WHAT YOU WILL DO —
(A) According to the video transcript below, what is Gen 48?
(B) Pick out every line in the rows below that contains the string "Task", and copy each one.

TEXT EXTRACT —
——————————

Runway's GAME CHANGER for AI Video Is Here!

43.79k views2617 WordsCopy TextShare

Theoretically Media

Ever struggled with keeping characters and objects consistent in your AI videos? Well, guess what? R...

Video Transcript:

Well, it is here. The solution to one of AI video's biggest problems, namely that of character and object consistency in a scene has arrived on Runway. So, today we're going to take a look at references to see where it shines, what we'll be waiting for an update on, and some tips and tricks to get you started.

Get ready for takeoff. We are taxiing down the runway. So, runway have been on a bit of a tear recently.

In the last few months, they have dropped Frames, which is, of course, their own AI image generator. Plus, we got the brand new Gen 4 video model and the Turbo version of it as well. Teased fairly early into Gen 4's release was the new references feature, which would allow you to upload an image of a character or an object and have it placed within your video output.

Interestingly, References was pre-released to those who participated in Gen 48, Runway's uh 48 hour AI film festival. And as a quick shout out to all of you who did participate in Gen 48, I have caught a number of the short films. Uh, stellar work everyone.

I very much admire all of your creativity and especially the hustle. But now that Gen 48 has concluded, we're kind of moving into a more typical runway release pattern. So, if you don't have access to references just quite yet, don't stress.

It'll probably appear within the next few days. So, let's take a look at references starting fairly simply and then working our way up the complexity ladder. So, at its core, what references is doing is utilizing runways frames with, you know, references to generate a first frame image.

To be honest, it's it's actually kind of what MidJourney has been promising with omnireence. Uh although, you know, obviously Runway beat them to the punch. I did do a full breakdown on frames when it first launched.

That'll be linked down below. I I do find it to be a pretty good image generator, although it does have some limits, and we'll talk about those in a little bit. But for now, let's go check in with our man in the blue business suit, who we haven't seen in a while.

——————————

DATASET EXCERPTS —

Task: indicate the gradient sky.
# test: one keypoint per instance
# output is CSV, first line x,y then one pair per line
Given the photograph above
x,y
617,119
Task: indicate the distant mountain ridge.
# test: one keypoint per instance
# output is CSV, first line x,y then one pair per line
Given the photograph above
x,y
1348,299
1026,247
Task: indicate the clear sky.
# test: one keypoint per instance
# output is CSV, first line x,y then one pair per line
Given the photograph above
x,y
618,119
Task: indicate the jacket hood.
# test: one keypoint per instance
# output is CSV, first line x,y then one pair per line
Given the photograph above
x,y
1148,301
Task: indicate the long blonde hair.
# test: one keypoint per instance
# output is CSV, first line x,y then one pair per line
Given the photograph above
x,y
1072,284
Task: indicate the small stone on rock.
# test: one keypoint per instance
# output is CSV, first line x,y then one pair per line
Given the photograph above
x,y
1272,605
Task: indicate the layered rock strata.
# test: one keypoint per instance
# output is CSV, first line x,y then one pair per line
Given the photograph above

——————————

ANSWERS BELOW —
(A) Runway's 48-hour AI film festival.

(B)
Task: indicate the gradient sky.
Task: indicate the distant mountain ridge.
Task: indicate the clear sky.
Task: indicate the jacket hood.
Task: indicate the long blonde hair.
Task: indicate the small stone on rock.
Task: indicate the layered rock strata.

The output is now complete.